-- Text excerpt --
Hizbullah's
attacks stem from Israeli incursions into Lebanon
By Anders Strindberg
08/01/06 "Christian
Science Monitor" -- -- NEW YORK – As pundits and
policymakers scramble to explain events in Lebanon, their
conclusions are virtually unanimous: Hizbullah created this crisis.
Israel is defending itself. The underlying problem is Arab
extremism.
Sadly, this is pure analytical nonsense. Hizbullah's capture of two
Israeli soldiers on July 12 was a direct result of Israel's silent
but unrelenting aggression against Lebanon, which in turn is part of
a six-decades long Arab-Israeli conflict.
Since its withdrawal of occupation forces from southern Lebanon in
May 2000, Israel has violated the United Nations-monitored "blue
line" on an almost daily basis, according to UN reports. Hizbullah's
military doctrine, articulated in the early 1990s, states that it
will fire Katyusha rockets into Israel only in response to Israeli
attacks on Lebanese civilians or Hizbullah's leadership; this indeed
has been the pattern.
In the process of its violations, Israel has terrorized the general
population, destroyed private property, and killed numerous
civilians. This past February, for instance, 15-year-old shepherd
Yusuf Rahil was killed by unprovoked Israeli cross-border fire as he
tended his flock in southern Lebanon. Israel has assassinated its
enemies in the streets of Lebanese cities and continues to occupy
Lebanon's Shebaa Farms area, while refusing to hand over the maps of
mine fields that continue to kill and cripple civilians in southern
Lebanon more than six years after the war supposedly ended. What
peace did Hizbullah shatter?
Hizbullah's capture of the soldiers took place in the context of
this ongoing conflict, which in turn is fundamentally shaped by
realities in the Palestinian territories. To the vexation of Israel
and its allies, Hizbullah - easily the most popular political
movement in the Middle East - unflinchingly stands with the
Palestinians.
Since June 25, when Palestinian fighters captured one Israeli
soldier and demanded a prisoner exchange, Israel has killed more
than 140 Palestinians. Like the Lebanese situation, that flare-up
was detached from its wider context and was said to be
"manufactured" by the enemies of Israel; more nonsense proffered in
order to distract from the apparently unthinkable reality that it is
the manner in which Israel was created, and the ideological premises
that have sustained it for almost 60 years, that are the core of the
entire Arab-Israeli conflict.

-- Task 1 --
According to the Hizbullah article, in what month and year did Israel withdraw its occupation forces from southern Lebanon?
-- Task 2 --
Name every conclusion that, according to the Hizbullah article, pundits and policymakers have reached about the events in Lebanon.

Labeled-object pointing rows
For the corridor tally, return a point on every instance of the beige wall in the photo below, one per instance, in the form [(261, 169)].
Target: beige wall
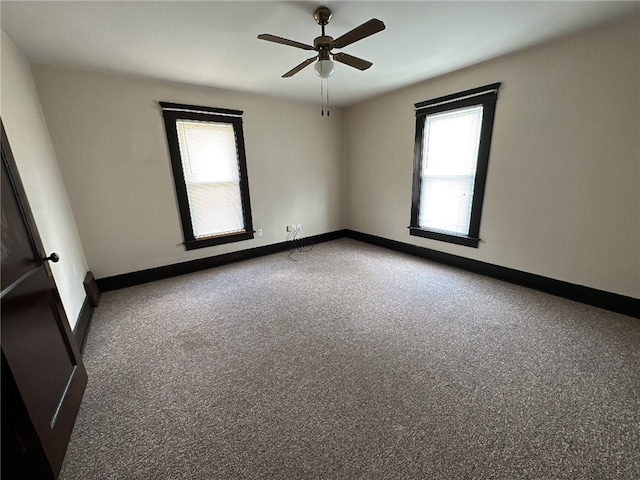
[(36, 160), (563, 188), (109, 136)]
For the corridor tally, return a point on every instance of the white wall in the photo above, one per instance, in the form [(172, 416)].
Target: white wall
[(563, 188), (36, 160), (109, 136)]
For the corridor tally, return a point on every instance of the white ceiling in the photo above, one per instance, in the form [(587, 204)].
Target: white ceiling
[(213, 43)]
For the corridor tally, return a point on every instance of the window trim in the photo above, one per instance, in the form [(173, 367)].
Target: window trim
[(172, 112), (487, 97)]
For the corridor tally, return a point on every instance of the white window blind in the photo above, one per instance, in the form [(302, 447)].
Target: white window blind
[(451, 141), (212, 177)]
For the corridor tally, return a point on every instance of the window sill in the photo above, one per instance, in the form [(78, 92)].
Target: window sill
[(445, 237), (219, 240)]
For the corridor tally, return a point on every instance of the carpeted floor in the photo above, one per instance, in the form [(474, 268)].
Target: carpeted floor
[(355, 362)]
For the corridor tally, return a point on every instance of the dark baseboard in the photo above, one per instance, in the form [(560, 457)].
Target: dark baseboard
[(144, 276), (81, 330), (579, 293), (590, 296)]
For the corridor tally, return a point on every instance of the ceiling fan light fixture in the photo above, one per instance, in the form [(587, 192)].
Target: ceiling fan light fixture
[(324, 68)]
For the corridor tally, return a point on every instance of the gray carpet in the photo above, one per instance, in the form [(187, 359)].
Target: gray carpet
[(355, 362)]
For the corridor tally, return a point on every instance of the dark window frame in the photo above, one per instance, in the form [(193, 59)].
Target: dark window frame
[(487, 97), (172, 112)]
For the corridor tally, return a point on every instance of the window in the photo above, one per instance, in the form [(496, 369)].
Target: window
[(453, 137), (210, 173)]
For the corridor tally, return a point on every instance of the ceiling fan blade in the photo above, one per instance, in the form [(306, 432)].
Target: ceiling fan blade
[(368, 28), (352, 61), (295, 70), (284, 41)]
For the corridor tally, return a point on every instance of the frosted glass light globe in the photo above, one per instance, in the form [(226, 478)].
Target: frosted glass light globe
[(324, 68)]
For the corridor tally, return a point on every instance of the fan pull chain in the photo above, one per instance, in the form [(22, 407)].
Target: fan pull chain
[(328, 112), (321, 99), (322, 96)]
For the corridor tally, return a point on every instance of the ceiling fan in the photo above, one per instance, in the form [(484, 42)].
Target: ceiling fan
[(324, 45)]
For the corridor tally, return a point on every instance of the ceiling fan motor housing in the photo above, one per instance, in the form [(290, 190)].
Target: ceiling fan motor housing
[(322, 15), (322, 45)]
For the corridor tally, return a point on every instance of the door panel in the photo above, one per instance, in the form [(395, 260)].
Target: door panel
[(43, 378)]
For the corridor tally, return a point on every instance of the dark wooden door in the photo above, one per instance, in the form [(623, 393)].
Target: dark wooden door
[(43, 378)]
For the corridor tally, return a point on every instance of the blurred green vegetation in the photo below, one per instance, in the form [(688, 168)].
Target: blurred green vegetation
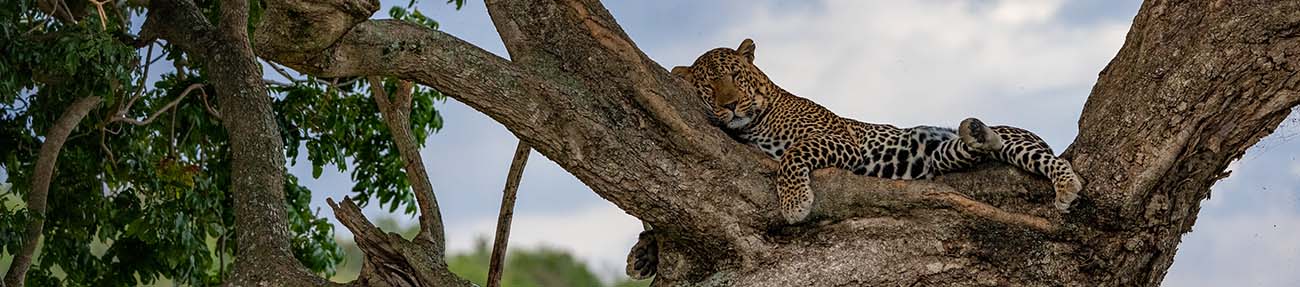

-- Exercise solution 1 --
May 2000

-- Exercise solution 2 --
- Hizbullah created this crisis.
- Israel is defending itself.
- The underlying problem is Arab extremism.